━━ DOCUMENT SECTION ━━
The standard method for putting out an incendiary bomb incidentally people were always on films (?) in fact the correct method was to have a sand bag and just drop it on the bomb. I found after one air raid, I was up on the common, we would go after air raids looking mainly for shrapnel. All that firing at aircraft by the anti aircraft batteries meant there were loads of shell pieces all over the place so we all collected shrapnel, prizes of course were nose cones or base plates but usually what you got were strips of metal but I was up on the common and I saw what looked like the tail fin of an incendiary bomb and of course it was stuck in the ground and when I pulled it I pulled out the whole bomb and what had happened was that when it hit the ground it had fired but buried itself so deeply that it had burnt itself out so there was only a little burnt bit at the bottom of the bomb. I had that for years I don’t know what happened to it. The other thing about the air raids was that quite frequently the water was cut off and this would be a golden opportunity for us youngsters to go fetch water for people and you would go get a bucket for the water, find the water source, get a bucket of water and you would probably get a penny a time, did well for pocket money.

After some of the big raids my father would take me down the town, I remember going down Stokes Croft and round by the horse fair and seeing all the roads covered in debris and hosepipes and some of the buildings were still in flames blazing away merrily all down round what is the large roundabout at the horse fair by Debenhams what used to be the upper arcade and then round by the court building, tremendous damage. That wa slater in the war, when I joined the scouts in 1942 we used to go camping at Hockington and the occasional late raid would occur and I can remember being in camp at Hockington and looking back towards Bristol and seeing the sky red with fire, other daylight raids I would be at school and we would be in the air raid shelters the school basement and teachers would be in the doorway describing the action as they could see the dog fights occur. They used to make day light raids partly on the docks but mainly on the aircraft factory at Filton.

Did any of your family join the armed forces?

No, my father was a full time air raid warden through most of the war, started off with his base in our house then we moved up to Haulfield Rectory and then a special wardens post shelter was built at the top of Ash Road on the common and he was based there. I used to go up quite a lot and go out message running and things like that. One of the other things is people would talk about the air raids and the sirens going off to sound the air raid and then the sirens going again to sound the all clear, well it wasnt, when the sirens went the second time that was the raiders past signal and you were supposed to stay put until you heard from the local air raid warden that it was all clear and the all clear was the ringing of a hand bell and I used to go out when my father got the all clear sign and ring the hand bell up and down the street. I still have such a handbell, not the one from then, I acquired it later. Very loud it is too. The other hand signal the wardens had was a wooden rattle the kind used at football matches and that was to be used if there was gas, if gas had been bombed then the local warden would go around with the rattle in the district and that’s when we would all have our gas masks of course. During the war my half sister was born and they had a gas mask for babies, it looks like a modern car seat for babies but only with a glass cover although the glass was probably celluloid.

Was it a shock to the system and did you ever worry what might happen to you?

I don’t remember to us it was all rather exciting, I don’t remember it being a shock and I don’t remember being frightened. All sorts of things happened, they had exercises, ARP Air Raid Precaution Exercises and people made up as casualties and be rescued and occasionally there were army exercises nearby in case the invaders got that far you know. And one or two cases with alarms, oh the Germans are here, but it never actually happened of course.
━━━
━━ SUPPLIED ENTRIES ━━
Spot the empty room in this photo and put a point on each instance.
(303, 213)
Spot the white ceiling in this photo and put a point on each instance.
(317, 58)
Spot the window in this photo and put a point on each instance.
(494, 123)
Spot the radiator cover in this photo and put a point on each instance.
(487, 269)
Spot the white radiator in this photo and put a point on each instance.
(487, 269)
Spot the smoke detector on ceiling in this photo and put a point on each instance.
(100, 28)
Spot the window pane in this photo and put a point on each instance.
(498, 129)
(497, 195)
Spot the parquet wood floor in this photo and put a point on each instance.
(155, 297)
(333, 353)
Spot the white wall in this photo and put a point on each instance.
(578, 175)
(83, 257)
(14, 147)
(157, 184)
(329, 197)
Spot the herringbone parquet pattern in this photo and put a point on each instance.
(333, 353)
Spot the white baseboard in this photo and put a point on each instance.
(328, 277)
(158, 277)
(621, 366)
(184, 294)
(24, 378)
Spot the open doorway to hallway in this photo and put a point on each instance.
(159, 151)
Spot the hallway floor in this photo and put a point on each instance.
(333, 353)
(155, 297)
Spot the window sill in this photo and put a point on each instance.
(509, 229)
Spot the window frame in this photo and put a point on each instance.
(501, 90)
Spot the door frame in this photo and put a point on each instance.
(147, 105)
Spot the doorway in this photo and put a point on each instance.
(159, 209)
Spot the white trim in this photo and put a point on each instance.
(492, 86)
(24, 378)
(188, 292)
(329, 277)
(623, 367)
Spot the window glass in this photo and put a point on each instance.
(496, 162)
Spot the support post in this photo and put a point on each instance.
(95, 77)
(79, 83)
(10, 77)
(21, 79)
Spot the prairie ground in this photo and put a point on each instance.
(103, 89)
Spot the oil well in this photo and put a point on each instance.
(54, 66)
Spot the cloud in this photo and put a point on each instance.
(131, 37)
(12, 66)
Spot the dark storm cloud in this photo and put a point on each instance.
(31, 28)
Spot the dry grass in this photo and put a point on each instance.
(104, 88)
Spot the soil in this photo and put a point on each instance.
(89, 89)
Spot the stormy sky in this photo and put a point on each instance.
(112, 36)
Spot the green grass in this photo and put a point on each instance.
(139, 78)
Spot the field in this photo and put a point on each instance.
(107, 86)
━━━
WHAT IS ASKED —
a - Can you repeat the air raid recollection word for word, everything from "Was it a shock" down to "happened of course."?
b - Could you carry the air raid recollection on past its last sentence?
The lines have nothing to do with the air raid recollection.

ANSWERS TO THE PROBLEMS —
a -
Was it a shock to the system and did you ever worry what might happen to you?

I don’t remember to us it was all rather exciting, I don’t remember it being a shock and I don’t remember being frightened. All sorts of things happened, they had exercises, ARP Air Raid Precaution Exercises and people made up as casualties and be rescued and occasionally there were army exercises nearby in case the invaders got that far you know. And one or two cases with alarms, oh the Germans are here, but it never actually happened of course.

b -
Can you tell me about the camaraderie in the community?

Oh yeah there was certainly everyone in it together, you didnt know who was going to be bombed next. And there was certainly food was rationed so there was all sorts of things you had to help out. The meat ration was a shillings worth of meat per person per week plus tuppence worth of corned beef but we were quite lucky because my father kept chickens so we would occasionally have chicken, we were always plentifully supplied with eggs and a chap up the road used to go out into the country shooting rabbits so most weeks we would have a rabbit, sixpence each a rabbit was so yeah we were relatively well fed no problems at all that I can particularly remember about food, lots of things were not available like mixed fruit for cakes so that is when carrot cake became very popular.

What were your day to day living conditions like?

Alright, just as you’d expect an ordinary working class family to be. There was the blackout of course, after dark all the lights were out and that included the street lights which were dimmed and cars had special covers over their lights to make them dim so during the winter nights it was very dark.

Can you remember any particularly funny incidents?

Apart from the fire party nothing particularly funny.

Any particularly tragic incidents?

No nobody I know got killed or injured, we were on the outskirts of Bristol remember, up north so the kind of bombing we had was what you might call, well there was a railway line quite near us so there would be bombs that missed the railway line so they would be on their way to Filton and some of those bobs would fall short. At the top of the road where I lived was the old tram depot and of course the trams were bombed, the generator was bombed quite early in the war so the trams stopped running but in the tram was an auxiliary fire service fire engine, it was an old museum piece used to clank out and grind up the road and of course it couldn’t go more than 25 miles per hour but it was frequently in use.

What was the worse thing that happened to you?

To me! Nothing untoward, once you get talking to your mother that is when you will find out about worst things!

Where were you when the war ended?

I was at home, my God that was a whoop up, people went crazy, great processions would form up and we’d go marching round the streets someone with a drum someone with a bugle or something like that singing songs. God it was a whoop up and there would be a street party of course. That was on VE Day and then it happened all again on VJ Day. VE Day was the war in Europe and VJ was the war in Japan.

Do you often think about the war?

Not really. Going back you asked if there was anything, well my father’s brother, Uncle Harry, there were 2 sons and they were in the RAF and they were serving with the RAF in the Far East and they were both shot down and both killed so that was a tragedy in the family but apart from that no one else that I can remember were in anyway put out.

Do you have any photographs from that time?

Not that I know off.

Do you have any further thoughts about your experiences of the war?

Well its funny because I was at home in the Blitz, 1940 were the big ones. In January people decided we would have a big evacuation and I was asked if I wanted to go, I thought this will be a bit of a lark so I’d go so I was evacuated in January and I came to Cheltenham of all places which of course was absolutely untouched during the war but come Easter I was homesick and came home. so apart from the January February March that I was away I was all at home.

Shall we leave it there?

Yes.

Do you want to say some more about unexploded bombs?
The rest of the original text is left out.